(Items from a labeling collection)
┌──

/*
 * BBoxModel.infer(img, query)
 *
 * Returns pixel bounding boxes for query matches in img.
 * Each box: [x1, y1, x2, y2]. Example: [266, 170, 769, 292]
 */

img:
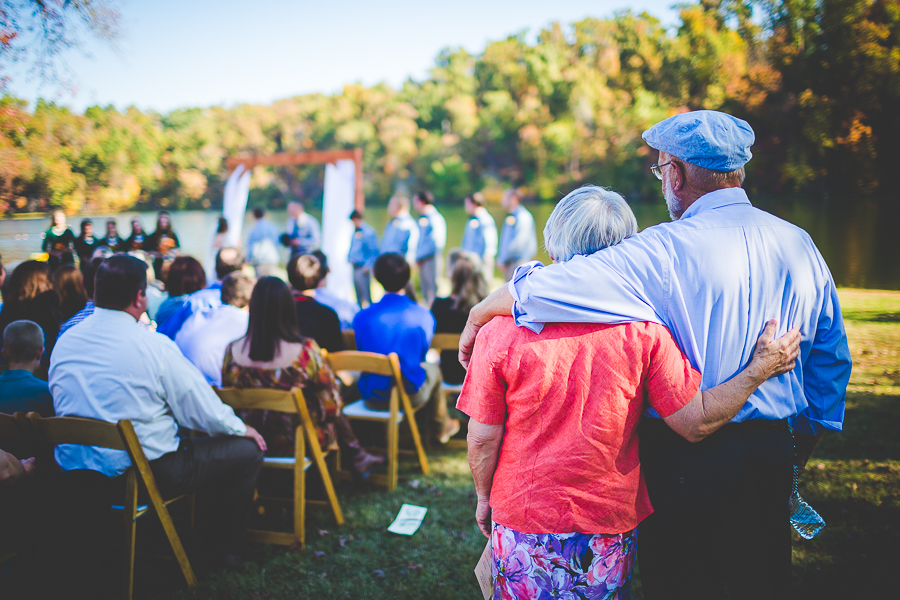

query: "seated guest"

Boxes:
[156, 256, 206, 325]
[100, 219, 125, 254]
[0, 449, 116, 600]
[56, 257, 104, 341]
[175, 273, 255, 387]
[431, 248, 488, 385]
[0, 321, 53, 417]
[353, 253, 459, 444]
[222, 277, 384, 478]
[0, 260, 62, 372]
[50, 255, 265, 560]
[288, 254, 344, 352]
[53, 261, 90, 322]
[75, 219, 100, 263]
[156, 248, 244, 340]
[310, 250, 359, 330]
[457, 186, 800, 598]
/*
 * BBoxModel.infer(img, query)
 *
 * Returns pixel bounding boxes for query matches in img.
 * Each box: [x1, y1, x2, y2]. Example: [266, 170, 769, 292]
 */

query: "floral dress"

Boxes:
[491, 522, 637, 600]
[222, 339, 341, 456]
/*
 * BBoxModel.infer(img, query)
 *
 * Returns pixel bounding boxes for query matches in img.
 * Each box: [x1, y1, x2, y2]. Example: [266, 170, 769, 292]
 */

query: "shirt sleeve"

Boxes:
[509, 236, 668, 333]
[790, 276, 852, 435]
[456, 319, 509, 425]
[644, 325, 700, 418]
[151, 334, 247, 436]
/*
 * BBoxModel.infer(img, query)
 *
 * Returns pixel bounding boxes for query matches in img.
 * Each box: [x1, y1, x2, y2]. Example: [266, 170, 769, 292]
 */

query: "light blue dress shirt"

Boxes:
[497, 204, 537, 265]
[381, 213, 419, 265]
[461, 208, 497, 259]
[287, 213, 322, 254]
[347, 223, 378, 268]
[416, 209, 447, 260]
[509, 188, 851, 435]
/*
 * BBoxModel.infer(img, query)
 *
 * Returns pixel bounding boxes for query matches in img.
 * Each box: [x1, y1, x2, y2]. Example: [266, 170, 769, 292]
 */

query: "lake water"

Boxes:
[0, 199, 900, 290]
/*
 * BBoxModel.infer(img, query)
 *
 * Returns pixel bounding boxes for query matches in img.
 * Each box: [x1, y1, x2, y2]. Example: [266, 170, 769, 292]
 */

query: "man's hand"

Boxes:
[748, 319, 800, 383]
[459, 285, 514, 369]
[475, 498, 491, 539]
[244, 425, 268, 452]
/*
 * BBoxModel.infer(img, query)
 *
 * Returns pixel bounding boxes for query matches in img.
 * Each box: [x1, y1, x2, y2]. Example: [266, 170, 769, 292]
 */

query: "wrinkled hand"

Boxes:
[244, 425, 268, 452]
[475, 498, 491, 539]
[749, 319, 800, 381]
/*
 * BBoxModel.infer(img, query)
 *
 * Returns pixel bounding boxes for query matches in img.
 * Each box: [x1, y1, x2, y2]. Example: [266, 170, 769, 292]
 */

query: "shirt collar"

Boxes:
[679, 188, 750, 221]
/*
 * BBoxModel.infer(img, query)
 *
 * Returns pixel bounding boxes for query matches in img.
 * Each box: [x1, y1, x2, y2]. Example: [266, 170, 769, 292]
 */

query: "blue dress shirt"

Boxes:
[509, 188, 851, 435]
[353, 294, 434, 401]
[497, 204, 537, 265]
[287, 213, 322, 254]
[416, 209, 447, 260]
[347, 223, 378, 268]
[381, 213, 419, 264]
[461, 208, 497, 259]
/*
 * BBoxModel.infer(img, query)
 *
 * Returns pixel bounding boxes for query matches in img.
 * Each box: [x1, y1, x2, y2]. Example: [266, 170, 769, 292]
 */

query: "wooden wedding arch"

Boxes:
[225, 148, 366, 212]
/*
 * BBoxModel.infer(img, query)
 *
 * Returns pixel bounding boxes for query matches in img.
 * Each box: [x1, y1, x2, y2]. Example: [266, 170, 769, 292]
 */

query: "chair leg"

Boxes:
[122, 468, 137, 600]
[387, 416, 399, 492]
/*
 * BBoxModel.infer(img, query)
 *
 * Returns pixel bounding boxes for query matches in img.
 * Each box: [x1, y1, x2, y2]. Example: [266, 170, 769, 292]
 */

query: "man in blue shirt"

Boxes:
[381, 196, 419, 265]
[353, 253, 459, 444]
[247, 206, 280, 277]
[281, 200, 322, 256]
[347, 210, 378, 308]
[462, 192, 497, 285]
[0, 321, 53, 417]
[413, 192, 447, 306]
[460, 111, 851, 600]
[497, 189, 537, 281]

└──

AIM:
Rewrite the entries starting at the beginning and ending at the line that contains "[151, 334, 247, 436]", with "shirt sleeve" changed to "jacket sleeve" and nothing else altered. Leave the picture out of your answer.

ANSWER TO THIS TASK:
/*
 * BBoxModel.infer(img, query)
 *
 * Returns pixel bounding boxes for query matches in img.
 * Each box: [x1, y1, x2, y2]. Example: [266, 170, 769, 292]
 */

img:

query: "seated guest"

Boxes:
[156, 256, 206, 325]
[100, 219, 125, 254]
[0, 449, 116, 600]
[56, 257, 104, 341]
[175, 273, 255, 387]
[431, 248, 488, 385]
[0, 321, 53, 417]
[353, 253, 459, 444]
[222, 277, 384, 478]
[0, 260, 62, 372]
[50, 255, 265, 560]
[288, 254, 344, 352]
[53, 261, 90, 322]
[75, 219, 100, 263]
[156, 248, 244, 340]
[310, 250, 359, 330]
[457, 186, 800, 598]
/*
 * BBoxModel.infer(img, query)
 *
 * Returns pixel bounding boxes for query matches in img.
 * Each box: [x1, y1, x2, y2]. Example: [266, 170, 769, 292]
 */

query: "floral dress"

Boxes:
[491, 522, 637, 600]
[222, 339, 341, 456]
/*
 * BBoxModel.infer(img, query)
 *
 * Returns pixel bounding boxes for query matches in img.
 * Each box: [x1, y1, x2, y2]. Example: [266, 170, 769, 292]
 */

query: "jacket sleeve"

Boxes:
[509, 236, 668, 333]
[790, 276, 852, 435]
[456, 319, 509, 425]
[644, 325, 700, 418]
[151, 334, 247, 436]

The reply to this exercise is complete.